# WHAT NEEDS TO BE DONE
Copy out every row below in full, requests included, and shift each pixel coordinate in the answers by -50.

START DATA SUPPLIED

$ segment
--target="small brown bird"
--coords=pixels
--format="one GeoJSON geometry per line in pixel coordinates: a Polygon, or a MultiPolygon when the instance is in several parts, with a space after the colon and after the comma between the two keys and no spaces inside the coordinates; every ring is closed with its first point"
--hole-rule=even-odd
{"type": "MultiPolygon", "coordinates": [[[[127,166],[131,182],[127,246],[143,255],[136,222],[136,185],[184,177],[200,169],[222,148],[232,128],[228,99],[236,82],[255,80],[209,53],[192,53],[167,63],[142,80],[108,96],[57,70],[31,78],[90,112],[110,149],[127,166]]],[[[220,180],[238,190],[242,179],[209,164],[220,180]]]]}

END DATA SUPPLIED

# REPLY TO THE EXERCISE
$ segment
--target="small brown bird"
--coords=pixels
--format="one GeoJSON geometry per line in pixel coordinates: a Polygon, or a MultiPolygon when the instance is in several parts, with a space after the colon and after the comma between the two keys and no spaces inside the coordinates; every ring is closed with its first point"
--hole-rule=even-odd
{"type": "MultiPolygon", "coordinates": [[[[77,116],[81,132],[77,196],[93,205],[86,172],[86,135],[134,127],[150,119],[172,98],[182,78],[178,49],[186,32],[205,30],[159,3],[142,3],[117,13],[92,30],[58,46],[7,20],[-19,28],[40,62],[60,99],[77,116]]],[[[170,130],[188,140],[192,129],[159,114],[170,130]]]]}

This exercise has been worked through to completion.